--- Set exercise A ---
Reproduce verbatim the portion of the passage on Japanese M&A structures from "In addition, Japanese" to "to domestic transactions.".
--- Set exercise B ---
Carry on writing the passage on Japanese M&A structures, picking up after its final sentence.

--- Selected passage ---
Japan

Japan

Law Over Borders Comparative Guide: Global M&A Law Guide

28 Apr 2026
Global M&A Law Guide Global M&A Law Guide

Non-carve-out transactions

For whole-entity acquisitions, the most common structure is a negotiated share purchase or, for listed targets, a tender offer. While non-cash consideration is legally possible, cash remains by far the dominant consideration in Japan (see Question 6, below). Where the target has a dispersed shareholder base and the buyer aims for 100% ownership, the tender offer or negotiated purchase is typically followed by a squeeze out. Under Japanese law, the principal squeeze-out tools are:

  • a reverse stock split; and
  • the demand for sale of shares.

A reverse stock split requires a special shareholders’ resolution (two-thirds or more of votes of shareholders present). By contrast, the demand for sale of shares can be exercised by a shareholder holding at least 90% of the voting rights and does not require a shareholders’ resolution, making it procedurally simpler and less time consuming than a reverse stock split.

Japanese corporate law also provides for a statutory share exchange. A share exchange is designed to make the target a 100% subsidiary of the acquirer. Following prescribed procedures under the Companies Act of Japan, including prior disclosures, the acquirer may acquire all outstanding shares of the target in exchange for cash, its own shares or other type of consideration. However, the statutory share exchange is available only to Japanese joint stock companies (Kabushiki Kaisha) and Japanese LLCs (Godo Kaisha). Accordingly, for inbound investments where the acquirer is a non-Japanese entity, a straightforward share purchase is typically the primary option.

In addition, Japanese law provides for a statutory share delivery under which a Japanese company can use its own shares as consideration to acquire a portion of another Japanese company’s shares. There has been discussion of expanding this regime to allow a Japanese company to acquire shares of a foreign company using its shares as consideration, but as of now its use is limited to domestic transactions.

Carve-out transactions

For carve outs where only part of a business is transferred, the principal options are a statutory corporate split and a business transfer. The key distinction lies in legal effect. In a business transfer, contracts and employees cannot be transferred without obtaining each counterparty’s or employee’s consent. By contrast, a statutory company split transfers designated contracts and employees on a universal basis as a matter of law, generally without individual consent.

A corporate split entails somewhat more stringent procedures and a longer lead time than a business transfer. While a business transfer can, if the situation allows, be implemented in a matter of a few days, a company split requires, as a minimum, a little over one month to satisfy statutory procedures, and in practice it requires additional time.

In practice, the ability to transfer designated contracts and employees without individual consent often drives parties to prefer a company split for carve-out transactions.

In order to conduct a carve-out transaction, two implementation routes are common:

  • transferring the business into a seller-formed vehicle and then selling the shares of that vehicle to the buyer; or
  • transferring the business directly into the buyer’s group.

--- Material provided ---
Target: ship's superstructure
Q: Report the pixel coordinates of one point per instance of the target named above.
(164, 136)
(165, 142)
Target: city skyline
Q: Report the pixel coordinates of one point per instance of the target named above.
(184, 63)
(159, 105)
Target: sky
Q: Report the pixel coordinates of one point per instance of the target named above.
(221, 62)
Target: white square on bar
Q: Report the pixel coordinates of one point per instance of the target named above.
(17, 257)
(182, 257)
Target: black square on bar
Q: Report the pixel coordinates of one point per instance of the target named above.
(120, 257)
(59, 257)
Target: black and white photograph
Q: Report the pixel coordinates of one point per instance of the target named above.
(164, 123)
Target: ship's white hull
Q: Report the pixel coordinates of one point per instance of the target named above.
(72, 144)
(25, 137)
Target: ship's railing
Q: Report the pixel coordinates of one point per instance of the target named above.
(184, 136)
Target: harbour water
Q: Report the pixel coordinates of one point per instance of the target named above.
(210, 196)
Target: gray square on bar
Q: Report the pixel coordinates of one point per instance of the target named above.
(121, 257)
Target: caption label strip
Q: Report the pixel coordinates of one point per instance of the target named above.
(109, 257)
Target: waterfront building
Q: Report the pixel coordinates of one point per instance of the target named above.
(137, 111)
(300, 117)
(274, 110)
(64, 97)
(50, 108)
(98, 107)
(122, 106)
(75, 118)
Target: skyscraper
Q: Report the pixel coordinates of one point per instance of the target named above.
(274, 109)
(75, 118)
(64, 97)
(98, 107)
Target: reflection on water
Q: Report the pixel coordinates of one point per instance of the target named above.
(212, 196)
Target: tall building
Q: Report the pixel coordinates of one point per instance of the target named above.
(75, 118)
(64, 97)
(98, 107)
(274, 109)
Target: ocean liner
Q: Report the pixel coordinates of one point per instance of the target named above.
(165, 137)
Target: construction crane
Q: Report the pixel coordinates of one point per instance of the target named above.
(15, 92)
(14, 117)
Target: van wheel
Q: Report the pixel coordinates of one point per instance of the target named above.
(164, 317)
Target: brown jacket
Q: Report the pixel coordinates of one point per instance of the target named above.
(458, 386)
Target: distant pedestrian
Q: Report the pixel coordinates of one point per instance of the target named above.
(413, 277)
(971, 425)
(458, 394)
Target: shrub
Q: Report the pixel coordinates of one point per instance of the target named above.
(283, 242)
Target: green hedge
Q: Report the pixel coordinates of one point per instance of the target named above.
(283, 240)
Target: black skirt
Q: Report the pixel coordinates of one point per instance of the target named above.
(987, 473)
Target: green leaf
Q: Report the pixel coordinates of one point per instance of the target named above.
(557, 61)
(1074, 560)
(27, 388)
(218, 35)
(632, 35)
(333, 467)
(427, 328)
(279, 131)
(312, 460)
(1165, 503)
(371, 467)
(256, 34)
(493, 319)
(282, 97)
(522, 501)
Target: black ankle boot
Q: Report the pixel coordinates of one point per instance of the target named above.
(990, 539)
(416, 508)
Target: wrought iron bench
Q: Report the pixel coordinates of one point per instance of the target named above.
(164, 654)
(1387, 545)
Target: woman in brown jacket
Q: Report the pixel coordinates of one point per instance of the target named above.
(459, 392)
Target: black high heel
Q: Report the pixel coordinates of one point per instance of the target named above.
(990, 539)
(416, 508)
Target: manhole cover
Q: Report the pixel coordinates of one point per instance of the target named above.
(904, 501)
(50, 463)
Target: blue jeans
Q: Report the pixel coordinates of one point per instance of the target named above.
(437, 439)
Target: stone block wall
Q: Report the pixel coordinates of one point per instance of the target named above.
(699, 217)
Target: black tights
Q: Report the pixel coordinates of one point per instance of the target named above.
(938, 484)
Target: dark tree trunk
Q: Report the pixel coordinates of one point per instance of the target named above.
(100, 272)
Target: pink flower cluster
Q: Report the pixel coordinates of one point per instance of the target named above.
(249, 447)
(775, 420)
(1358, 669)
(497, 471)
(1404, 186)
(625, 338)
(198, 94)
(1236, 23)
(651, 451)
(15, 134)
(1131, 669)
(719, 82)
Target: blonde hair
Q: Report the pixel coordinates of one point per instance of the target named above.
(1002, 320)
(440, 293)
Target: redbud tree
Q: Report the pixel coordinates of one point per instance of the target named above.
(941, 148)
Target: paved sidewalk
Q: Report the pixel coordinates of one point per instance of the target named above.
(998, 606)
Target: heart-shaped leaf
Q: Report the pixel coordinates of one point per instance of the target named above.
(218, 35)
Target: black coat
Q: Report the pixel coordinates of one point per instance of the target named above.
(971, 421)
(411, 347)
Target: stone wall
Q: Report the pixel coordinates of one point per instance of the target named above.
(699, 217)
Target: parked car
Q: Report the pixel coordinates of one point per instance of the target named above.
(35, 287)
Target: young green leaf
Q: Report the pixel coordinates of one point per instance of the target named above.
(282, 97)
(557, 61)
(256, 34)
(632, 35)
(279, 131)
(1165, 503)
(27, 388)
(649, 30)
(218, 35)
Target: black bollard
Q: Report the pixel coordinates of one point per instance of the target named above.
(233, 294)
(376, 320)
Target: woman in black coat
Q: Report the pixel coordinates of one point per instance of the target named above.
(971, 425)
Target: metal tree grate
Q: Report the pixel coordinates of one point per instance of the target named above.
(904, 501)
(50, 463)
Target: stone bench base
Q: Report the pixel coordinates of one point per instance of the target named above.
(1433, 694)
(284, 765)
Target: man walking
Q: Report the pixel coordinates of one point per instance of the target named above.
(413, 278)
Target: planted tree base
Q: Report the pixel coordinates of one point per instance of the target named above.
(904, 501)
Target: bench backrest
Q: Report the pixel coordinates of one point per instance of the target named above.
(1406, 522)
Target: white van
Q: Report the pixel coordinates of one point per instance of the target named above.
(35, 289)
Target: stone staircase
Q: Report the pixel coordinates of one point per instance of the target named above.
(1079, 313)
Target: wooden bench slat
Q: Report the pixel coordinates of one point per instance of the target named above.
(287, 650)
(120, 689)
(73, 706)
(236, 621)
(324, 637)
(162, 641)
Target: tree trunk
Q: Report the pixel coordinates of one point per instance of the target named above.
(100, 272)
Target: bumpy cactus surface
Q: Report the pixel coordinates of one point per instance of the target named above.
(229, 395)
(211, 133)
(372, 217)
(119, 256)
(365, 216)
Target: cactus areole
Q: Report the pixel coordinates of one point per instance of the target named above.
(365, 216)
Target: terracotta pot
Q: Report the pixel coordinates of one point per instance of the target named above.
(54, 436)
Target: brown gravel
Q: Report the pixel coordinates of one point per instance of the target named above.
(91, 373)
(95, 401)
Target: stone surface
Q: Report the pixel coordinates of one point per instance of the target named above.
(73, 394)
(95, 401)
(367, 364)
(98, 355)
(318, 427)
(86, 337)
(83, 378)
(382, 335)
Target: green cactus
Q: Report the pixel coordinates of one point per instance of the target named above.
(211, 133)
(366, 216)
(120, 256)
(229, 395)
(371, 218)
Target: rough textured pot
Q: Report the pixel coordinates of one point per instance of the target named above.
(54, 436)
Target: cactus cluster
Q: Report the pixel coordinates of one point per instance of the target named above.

--- Task answer A ---
In addition, Japanese law provides for a statutory share delivery under which a Japanese company can use its own shares as consideration to acquire a portion of another Japanese company’s shares. There has been discussion of expanding this regime to allow a Japanese company to acquire shares of a foreign company using its shares as consideration, but as of now its use is limited to domestic transactions.

--- Task answer B ---
The former is often preferred for its procedural flexibility.

Japan’s M&A market has been highly active across sectors in recent years. Continued low interest rates and a weak yen have attracted significant inbound investment, with global private equity particularly being active. At the same time, succession challenges — particularly shortage of successors — among small and mid-sized enterprises sustain a steady flow of small to mid-cap deals.

A notable feature of today’s market, compared with the past, is the surge in public M&A. For example, while fewer than 60 public offers were announced in the whole of 2022, over 100 had been announced by just November 2025. One clear driver has been the Ministry of Economy, Trade and Industry (METI)’s 2019 and 2023 guidelines on acquisitions of listed companies (i.e., “Guideline on Corporate Takeovers” and “Guideline on the Desirable Approach to Fair M&A”). Although the guidelines are considered soft law, they are now deeply embedded in market practice and have strongly influenced process discipline, resulting in more attempts by participants to engage in public M&A.

In addition to the above, although the market is experiencing historic highs, there are a number of listed companies whose shares are traded below book value. Those companies are being urged to take initiatives to improve capital efficiency and then achieve sustainable growth — which is fueling increased public M&A activities.

With heightened activities in the public M&A market, Japan is seeing phenomena that were rare until recently, such as unsolicited bids and “bumpitrage” (a trading strategy in public M&A where event-driven investors buy the target’s shares after a tender offer is announced, betting that the offeror will “bump” the price).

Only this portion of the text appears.